▶ _Request_
Reproduce the data below with every "survey tally" renamed to "field count" and everything else left unchanged. Leave the pictures out.

▶ _Records shown_
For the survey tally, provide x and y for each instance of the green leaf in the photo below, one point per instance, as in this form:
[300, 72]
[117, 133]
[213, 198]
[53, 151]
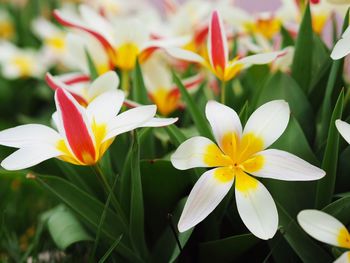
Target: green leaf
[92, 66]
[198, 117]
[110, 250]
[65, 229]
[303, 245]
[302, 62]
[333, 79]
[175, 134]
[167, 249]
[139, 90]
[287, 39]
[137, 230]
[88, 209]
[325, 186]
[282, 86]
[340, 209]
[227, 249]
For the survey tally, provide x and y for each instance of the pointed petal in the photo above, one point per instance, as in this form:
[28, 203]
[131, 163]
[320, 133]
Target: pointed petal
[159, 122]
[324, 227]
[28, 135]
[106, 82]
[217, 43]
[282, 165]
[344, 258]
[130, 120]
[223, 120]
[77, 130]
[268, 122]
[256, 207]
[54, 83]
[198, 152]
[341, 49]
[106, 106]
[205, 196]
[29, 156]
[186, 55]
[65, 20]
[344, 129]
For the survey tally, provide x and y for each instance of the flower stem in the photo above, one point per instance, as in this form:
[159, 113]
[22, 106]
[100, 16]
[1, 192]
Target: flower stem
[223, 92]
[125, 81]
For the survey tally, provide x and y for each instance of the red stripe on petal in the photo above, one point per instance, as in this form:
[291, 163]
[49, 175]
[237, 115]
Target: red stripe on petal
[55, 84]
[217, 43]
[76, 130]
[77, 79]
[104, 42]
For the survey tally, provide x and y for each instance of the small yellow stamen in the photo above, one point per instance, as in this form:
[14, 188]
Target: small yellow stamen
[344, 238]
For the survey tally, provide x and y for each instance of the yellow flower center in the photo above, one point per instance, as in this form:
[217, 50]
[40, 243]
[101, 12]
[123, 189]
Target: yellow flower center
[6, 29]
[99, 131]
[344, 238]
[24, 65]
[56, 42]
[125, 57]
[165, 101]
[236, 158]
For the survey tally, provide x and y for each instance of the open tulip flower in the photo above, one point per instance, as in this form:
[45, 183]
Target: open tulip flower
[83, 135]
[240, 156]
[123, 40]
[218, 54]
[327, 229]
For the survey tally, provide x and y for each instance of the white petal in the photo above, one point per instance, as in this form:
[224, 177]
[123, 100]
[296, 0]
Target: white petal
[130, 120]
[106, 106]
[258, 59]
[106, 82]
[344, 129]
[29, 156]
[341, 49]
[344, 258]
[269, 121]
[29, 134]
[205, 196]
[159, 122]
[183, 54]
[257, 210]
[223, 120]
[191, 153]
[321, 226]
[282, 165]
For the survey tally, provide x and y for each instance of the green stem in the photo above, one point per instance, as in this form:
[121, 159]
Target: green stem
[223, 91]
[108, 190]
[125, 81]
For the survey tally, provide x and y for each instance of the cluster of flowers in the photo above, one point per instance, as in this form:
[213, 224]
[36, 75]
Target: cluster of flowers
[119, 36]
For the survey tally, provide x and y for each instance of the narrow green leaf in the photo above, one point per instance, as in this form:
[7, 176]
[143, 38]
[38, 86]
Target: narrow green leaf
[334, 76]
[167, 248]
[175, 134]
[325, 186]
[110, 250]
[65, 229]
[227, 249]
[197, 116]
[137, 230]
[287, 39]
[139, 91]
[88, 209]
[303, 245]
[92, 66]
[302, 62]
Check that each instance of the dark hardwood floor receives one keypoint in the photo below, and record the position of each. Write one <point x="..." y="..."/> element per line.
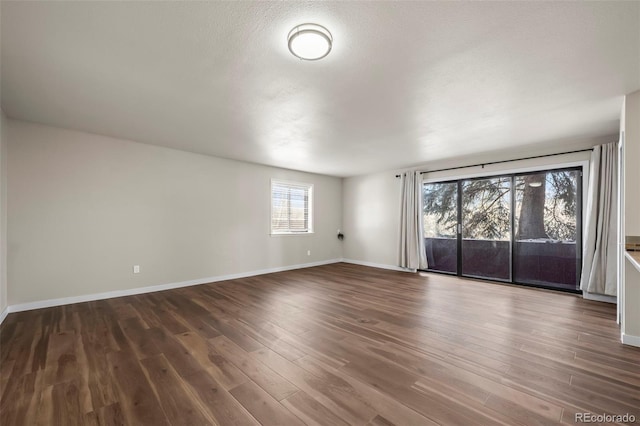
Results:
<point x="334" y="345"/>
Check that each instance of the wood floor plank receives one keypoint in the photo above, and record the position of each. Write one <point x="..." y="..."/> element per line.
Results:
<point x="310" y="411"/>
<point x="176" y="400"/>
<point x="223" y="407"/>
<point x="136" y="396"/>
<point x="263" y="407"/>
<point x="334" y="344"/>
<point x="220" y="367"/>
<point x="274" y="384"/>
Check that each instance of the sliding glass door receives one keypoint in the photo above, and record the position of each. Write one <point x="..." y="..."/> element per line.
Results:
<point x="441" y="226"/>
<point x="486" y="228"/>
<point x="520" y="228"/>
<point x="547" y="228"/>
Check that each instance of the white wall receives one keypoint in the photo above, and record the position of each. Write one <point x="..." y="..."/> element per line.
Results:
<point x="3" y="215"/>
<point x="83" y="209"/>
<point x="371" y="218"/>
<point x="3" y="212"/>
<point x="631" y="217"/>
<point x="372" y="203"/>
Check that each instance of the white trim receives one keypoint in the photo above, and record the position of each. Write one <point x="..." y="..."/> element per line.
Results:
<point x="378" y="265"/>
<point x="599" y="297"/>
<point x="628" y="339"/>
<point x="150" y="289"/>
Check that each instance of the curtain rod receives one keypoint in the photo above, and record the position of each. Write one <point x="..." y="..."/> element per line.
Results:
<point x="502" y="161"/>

▶ _Solved exercise_
For the field count, provide x and y for each instance of the green leaf in the photo below, one point per instance, as in this form:
[300, 72]
[117, 133]
[213, 198]
[53, 151]
Target: green leaf
[92, 66]
[198, 117]
[110, 250]
[65, 229]
[303, 245]
[302, 62]
[333, 79]
[175, 134]
[167, 249]
[139, 90]
[287, 39]
[137, 230]
[88, 209]
[325, 186]
[282, 86]
[340, 209]
[227, 249]
For the field count, provide x and y for each instance of the pointed petal in the photo above, one point per instance, as in this form:
[28, 203]
[131, 163]
[320, 133]
Target: pointed petal
[159, 122]
[324, 227]
[28, 135]
[106, 82]
[217, 43]
[282, 165]
[344, 258]
[130, 120]
[223, 120]
[77, 130]
[268, 122]
[256, 207]
[54, 83]
[198, 152]
[341, 49]
[106, 106]
[205, 196]
[29, 156]
[186, 55]
[65, 20]
[344, 129]
For the field count, provide x and y for each instance of the flower stem in the photo above, one point per instance, as in this form:
[159, 113]
[22, 106]
[100, 16]
[1, 192]
Target: flower stem
[223, 92]
[125, 81]
For the field count, provide x and y for each instance of the red stripe on petal in the photo above, one point per instance, as in this form:
[291, 163]
[49, 175]
[237, 115]
Target: red stripe on petal
[55, 84]
[217, 43]
[76, 130]
[77, 79]
[104, 42]
For the field count, provide x and y for each instance of the small yellow stamen in the photo above, one point per instance, as in this form:
[14, 188]
Target: small yellow stamen
[344, 238]
For the field count, provide x and y for each instance of the yellow flower center in the photo above, one point per instance, as in this form:
[217, 50]
[40, 243]
[101, 12]
[123, 189]
Target: yellow flower center
[6, 29]
[99, 131]
[344, 238]
[24, 65]
[56, 42]
[125, 57]
[165, 101]
[236, 158]
For the field count, provide x and y for each instance of the open tulip flower in the photo above, one point per instance, as in this form:
[45, 183]
Target: open tulip flower
[83, 135]
[240, 156]
[123, 40]
[218, 54]
[327, 229]
For the field count, provide x and y for each instance of the white petal in the photo above, one point per instance, as in this form:
[224, 177]
[123, 100]
[296, 0]
Target: white petal
[130, 120]
[106, 106]
[258, 59]
[106, 82]
[344, 129]
[29, 156]
[341, 49]
[344, 258]
[269, 121]
[29, 134]
[205, 196]
[159, 122]
[183, 54]
[257, 210]
[223, 120]
[191, 153]
[321, 226]
[282, 165]
For the field count, provide x and y for each instance of the green stem in the photo above, one point per instance, as in this form:
[121, 159]
Target: green stem
[223, 91]
[108, 190]
[125, 81]
For the field count, provide x and y for each instance of the cluster of flowers in the photo above, one point per instance, as in this form:
[213, 224]
[36, 75]
Target: cluster of flowers
[119, 36]
For the field count, provide x and y for each instance of the narrow green leaf in the photo above, one point per instance, as in this form:
[7, 176]
[143, 38]
[38, 86]
Target: narrow green leaf
[334, 76]
[167, 248]
[175, 134]
[325, 186]
[110, 250]
[65, 229]
[227, 249]
[197, 116]
[137, 230]
[287, 39]
[139, 91]
[88, 209]
[303, 245]
[92, 66]
[302, 62]
Check that each instance of the dark hardwood floor receives one keypoint in the photo below, and record the position of each. Write one <point x="..." y="..."/> element per line.
Results:
<point x="334" y="345"/>
Check that each instance of the wood floor plank receives one keypoint in the photo above, and record the position of each. Write one <point x="..." y="..."/> element per line.
Results:
<point x="310" y="411"/>
<point x="176" y="400"/>
<point x="223" y="407"/>
<point x="136" y="396"/>
<point x="263" y="407"/>
<point x="334" y="344"/>
<point x="220" y="367"/>
<point x="274" y="384"/>
Check that each instance of the sliding glass door receives one keypoint in the photo above, and record the position of each. Write one <point x="..." y="..."/> element per line.
Results:
<point x="441" y="226"/>
<point x="486" y="228"/>
<point x="520" y="228"/>
<point x="547" y="228"/>
Check that each instance of the white wall receives one keypoint in the photo above, and record the position of each. Write one <point x="..." y="..."/> element per line.
Results:
<point x="3" y="215"/>
<point x="83" y="209"/>
<point x="371" y="218"/>
<point x="3" y="212"/>
<point x="631" y="217"/>
<point x="372" y="203"/>
Check that each instance of the white trim receives one keypoint in the photo above, and record the position of each. Write one <point x="..." y="..."/> element per line.
Results:
<point x="378" y="265"/>
<point x="599" y="297"/>
<point x="628" y="339"/>
<point x="150" y="289"/>
Check that each instance of the curtain rod receives one keypoint in the photo above, and record the position of each. Write one <point x="..." y="..."/> element per line.
Results:
<point x="502" y="161"/>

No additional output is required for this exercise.